**Description of the task**
From the first line to the last, restate the material word for word, omitting pictures.

**Exercise data**
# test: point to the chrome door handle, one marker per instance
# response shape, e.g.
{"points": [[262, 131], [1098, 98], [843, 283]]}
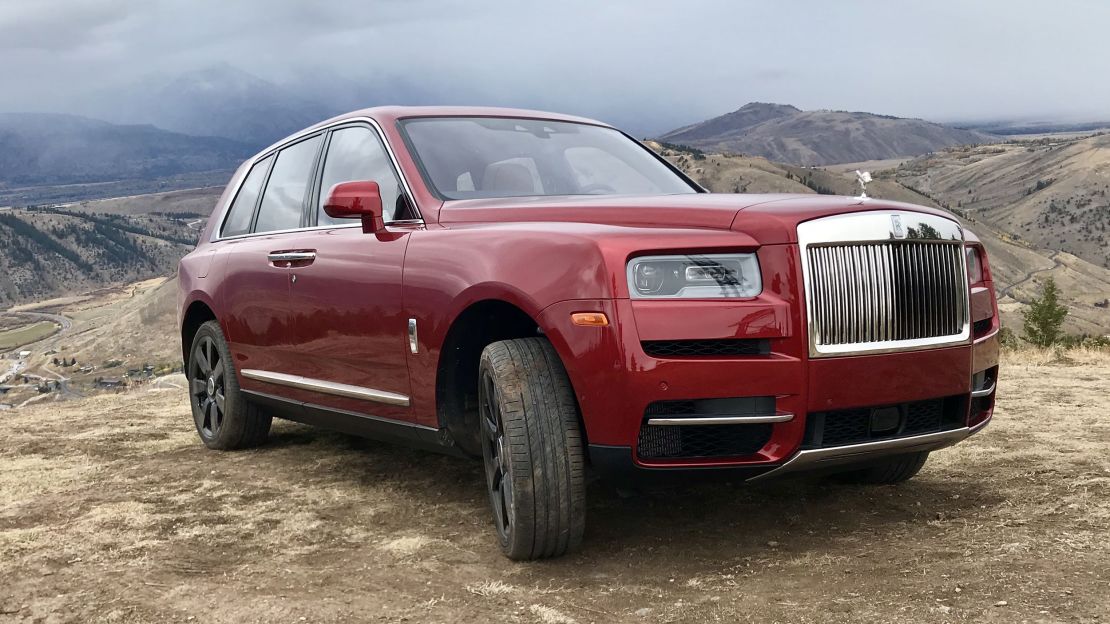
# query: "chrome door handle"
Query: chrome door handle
{"points": [[292, 255]]}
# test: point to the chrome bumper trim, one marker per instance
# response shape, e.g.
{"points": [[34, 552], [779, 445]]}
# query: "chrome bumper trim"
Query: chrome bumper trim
{"points": [[328, 386], [723, 420], [984, 392], [837, 455]]}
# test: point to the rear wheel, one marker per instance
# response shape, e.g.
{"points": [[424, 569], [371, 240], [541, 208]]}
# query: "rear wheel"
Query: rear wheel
{"points": [[532, 449], [223, 416], [895, 470]]}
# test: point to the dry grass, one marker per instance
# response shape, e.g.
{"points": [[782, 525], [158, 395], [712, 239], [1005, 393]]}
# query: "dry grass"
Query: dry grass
{"points": [[1045, 356], [26, 334], [110, 510]]}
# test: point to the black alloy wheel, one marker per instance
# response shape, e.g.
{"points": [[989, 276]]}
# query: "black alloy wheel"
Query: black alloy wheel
{"points": [[497, 466], [207, 375], [223, 415]]}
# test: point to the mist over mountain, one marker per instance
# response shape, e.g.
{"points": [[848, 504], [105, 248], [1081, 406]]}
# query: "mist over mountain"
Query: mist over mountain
{"points": [[786, 133], [214, 101], [63, 149]]}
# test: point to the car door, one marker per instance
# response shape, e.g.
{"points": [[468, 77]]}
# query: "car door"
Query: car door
{"points": [[350, 330], [254, 293]]}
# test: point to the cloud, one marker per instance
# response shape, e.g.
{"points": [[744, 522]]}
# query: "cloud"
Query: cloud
{"points": [[651, 63]]}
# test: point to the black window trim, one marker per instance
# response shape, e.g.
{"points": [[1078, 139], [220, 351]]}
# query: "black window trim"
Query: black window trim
{"points": [[298, 137], [265, 185], [258, 200], [313, 215]]}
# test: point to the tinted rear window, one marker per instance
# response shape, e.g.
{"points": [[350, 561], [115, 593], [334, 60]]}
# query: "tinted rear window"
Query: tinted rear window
{"points": [[242, 209], [283, 200]]}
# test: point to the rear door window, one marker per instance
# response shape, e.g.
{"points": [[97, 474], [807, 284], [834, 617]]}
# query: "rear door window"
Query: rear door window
{"points": [[355, 153], [283, 200], [242, 209]]}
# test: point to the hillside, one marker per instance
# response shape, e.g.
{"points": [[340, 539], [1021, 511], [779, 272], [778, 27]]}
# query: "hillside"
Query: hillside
{"points": [[60, 149], [1053, 192], [217, 101], [52, 252], [1018, 267], [814, 138]]}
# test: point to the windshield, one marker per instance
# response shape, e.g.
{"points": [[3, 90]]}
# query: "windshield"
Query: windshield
{"points": [[477, 158]]}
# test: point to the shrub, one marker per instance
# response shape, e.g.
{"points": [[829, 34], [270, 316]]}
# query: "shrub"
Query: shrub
{"points": [[1045, 316]]}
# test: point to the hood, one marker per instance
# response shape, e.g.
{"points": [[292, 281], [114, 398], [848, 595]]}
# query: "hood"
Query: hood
{"points": [[769, 218]]}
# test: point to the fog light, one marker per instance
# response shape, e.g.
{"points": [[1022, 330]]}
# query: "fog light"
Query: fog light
{"points": [[886, 420]]}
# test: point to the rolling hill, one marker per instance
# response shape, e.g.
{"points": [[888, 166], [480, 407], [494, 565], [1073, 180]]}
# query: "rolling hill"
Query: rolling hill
{"points": [[785, 133], [52, 252], [1019, 267], [1053, 192]]}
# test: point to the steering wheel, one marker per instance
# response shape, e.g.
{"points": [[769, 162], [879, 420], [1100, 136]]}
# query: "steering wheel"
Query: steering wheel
{"points": [[597, 189]]}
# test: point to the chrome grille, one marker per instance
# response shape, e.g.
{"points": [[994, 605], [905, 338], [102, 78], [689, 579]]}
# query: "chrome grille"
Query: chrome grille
{"points": [[890, 294]]}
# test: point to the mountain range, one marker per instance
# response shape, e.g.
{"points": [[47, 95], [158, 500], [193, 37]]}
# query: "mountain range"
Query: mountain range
{"points": [[214, 101], [40, 149], [786, 133]]}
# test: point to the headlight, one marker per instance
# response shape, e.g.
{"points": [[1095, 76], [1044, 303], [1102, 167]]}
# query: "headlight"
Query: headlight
{"points": [[975, 264], [695, 277]]}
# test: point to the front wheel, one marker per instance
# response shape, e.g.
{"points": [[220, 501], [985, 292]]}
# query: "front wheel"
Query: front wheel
{"points": [[224, 418], [532, 449]]}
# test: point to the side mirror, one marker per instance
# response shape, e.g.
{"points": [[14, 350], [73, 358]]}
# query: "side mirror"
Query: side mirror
{"points": [[356, 200]]}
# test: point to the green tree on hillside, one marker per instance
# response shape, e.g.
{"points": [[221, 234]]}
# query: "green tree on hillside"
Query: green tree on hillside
{"points": [[1045, 316]]}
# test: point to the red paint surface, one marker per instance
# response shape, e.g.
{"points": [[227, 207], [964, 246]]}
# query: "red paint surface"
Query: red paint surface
{"points": [[344, 318]]}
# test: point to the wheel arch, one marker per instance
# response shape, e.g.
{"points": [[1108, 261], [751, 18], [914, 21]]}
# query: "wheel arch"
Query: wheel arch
{"points": [[195, 314]]}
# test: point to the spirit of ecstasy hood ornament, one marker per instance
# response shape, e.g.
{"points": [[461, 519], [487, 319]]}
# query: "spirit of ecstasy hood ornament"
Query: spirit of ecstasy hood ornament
{"points": [[864, 178]]}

**Written response**
# test: point to the chrome door handle, one marker per instance
# response shape, e.g.
{"points": [[262, 131], [1098, 98], [843, 283]]}
# query: "chrome door handle"
Query: chrome door handle
{"points": [[292, 255]]}
# test: point to the chrome bumper trim, one marker per instance
# response shape, e.g.
{"points": [[34, 552], [779, 445]]}
# query: "chrome bumper trim"
Query: chrome bumper trim
{"points": [[328, 386], [723, 420], [984, 392], [837, 455]]}
# test: point to the rear wheel, one marker per instance
# response shape, e.g.
{"points": [[424, 569], [371, 240], [541, 208]]}
# query: "rear wheel"
Query: rear wheel
{"points": [[532, 449], [223, 416], [895, 470]]}
# test: point to the dry grass, one marker per instance
# response shape, e.g.
{"points": [[782, 525], [158, 395], [712, 239], [1005, 393]]}
# query: "dry grass"
Query: dry grass
{"points": [[1045, 356], [26, 334], [110, 510]]}
# test: point to the black alloy wheel, one marker per instance
# response shape, e.g.
{"points": [[989, 276]]}
# query: "black alloy wheel"
Query: black alloy wheel
{"points": [[497, 466], [207, 375], [223, 415]]}
# test: point to the mist over mountain, one marker per instance
# response shape, e.g.
{"points": [[848, 504], [105, 248], [1081, 406]]}
# query: "mist over mountain"
Query: mist over mountain
{"points": [[786, 133], [214, 101], [63, 149]]}
# test: point to the car door, one marker per instance
# response shape, e.g.
{"points": [[468, 77]]}
# query: "car door"
Query: car door
{"points": [[350, 330], [254, 293]]}
# test: point to the cloud, one marker per instance
# response shape, e.g.
{"points": [[744, 522]]}
# query: "cloud"
Query: cloud
{"points": [[651, 63]]}
# test: point to the black window trim, one marker per instance
# response shape, e.g.
{"points": [[1078, 139], [220, 351]]}
# query: "black window trim"
Query: black window trim
{"points": [[298, 137], [265, 185], [258, 200], [313, 215]]}
# test: point to the tinted rear window, one marker per instance
# response shape, e.g.
{"points": [[350, 561], [115, 593], [334, 60]]}
# query: "tinted rear window"
Query: tinted rear window
{"points": [[242, 209], [283, 200]]}
# test: point to the rear door window, one marker per instance
# response shape, e.g.
{"points": [[97, 474], [807, 284], [834, 617]]}
# query: "rear door window"
Query: rear door window
{"points": [[355, 153], [283, 200], [242, 209]]}
# test: point to the hillside, one marker per instance
# response shape, e.g.
{"points": [[340, 539], [1021, 511], [779, 272], [778, 27]]}
# query: "hillside"
Query: hillside
{"points": [[60, 149], [1053, 192], [217, 101], [52, 252], [1018, 267], [814, 138]]}
# test: point to the windshield, one marker per instance
# response shape, e.g.
{"points": [[3, 90]]}
# query: "windshield"
Query: windshield
{"points": [[477, 158]]}
# test: point to the shrub, one marker per instance
# response shape, e.g.
{"points": [[829, 34], [270, 316]]}
# query: "shrub"
Query: shrub
{"points": [[1045, 316]]}
# test: point to the hood, one marker per instance
# response shape, e.g.
{"points": [[292, 281], [114, 398], [848, 595]]}
# query: "hood"
Query: hood
{"points": [[769, 218]]}
# test: point to the fog light, one marker per instance
# response shape, e.g.
{"points": [[1022, 330]]}
# query: "fog light"
Query: fog light
{"points": [[886, 420]]}
# test: point to the rolling hill, one marker per instance
# response shape, e.g.
{"points": [[888, 166], [480, 407], [494, 565], [1073, 180]]}
# query: "rolling hill"
Query: rolling hill
{"points": [[785, 133], [52, 252], [1019, 267], [1053, 192]]}
# test: point to the steering wheel, one marker per instance
# response shape, e.g.
{"points": [[769, 162], [879, 420], [1100, 136]]}
# query: "steering wheel"
Query: steering wheel
{"points": [[597, 189]]}
# test: point to the chrome grille, one marker per instance
# response shape, e.g.
{"points": [[994, 605], [905, 338], [102, 78], [689, 579]]}
# query: "chrome grille"
Query: chrome grille
{"points": [[890, 294]]}
# test: point to the mountain range, one marker per instance
# response shape, e.g.
{"points": [[47, 95], [158, 500], [193, 37]]}
# query: "mountain range"
Query: mountain range
{"points": [[214, 101], [40, 149], [786, 133]]}
# test: point to the headlight, one marker per instance
# response shape, e.g.
{"points": [[1095, 76], [1044, 303], [1102, 167]]}
# query: "headlight"
Query: headlight
{"points": [[975, 264], [695, 277]]}
# test: point to the front wheel, one marker per instance
# response shape, e.g.
{"points": [[220, 501], [985, 292]]}
# query: "front wheel"
Query: front wheel
{"points": [[224, 418], [532, 449]]}
# test: point to the side mirror, one marker per instance
# response shape, e.g.
{"points": [[14, 350], [73, 358]]}
# query: "side mirror"
Query: side mirror
{"points": [[356, 200]]}
# test: point to the green tree on hillside, one marker per instance
# response shape, e.g.
{"points": [[221, 234]]}
# query: "green tree on hillside"
Query: green tree on hillside
{"points": [[1045, 316]]}
# test: point to the red paint surface, one marker per instance
# response shape, e.g.
{"points": [[227, 207], [964, 246]]}
# query: "red paint surface"
Query: red paint surface
{"points": [[344, 318]]}
# test: point to the wheel arch, one marker per instance
# response shape, e.g.
{"points": [[1108, 261], [751, 18], [914, 21]]}
# query: "wheel arch"
Query: wheel arch
{"points": [[195, 314]]}
# test: point to the spirit of ecstasy hood ornament, one marker per instance
# response shape, e.g.
{"points": [[461, 519], [487, 319]]}
# query: "spirit of ecstasy hood ornament"
Query: spirit of ecstasy hood ornament
{"points": [[864, 178]]}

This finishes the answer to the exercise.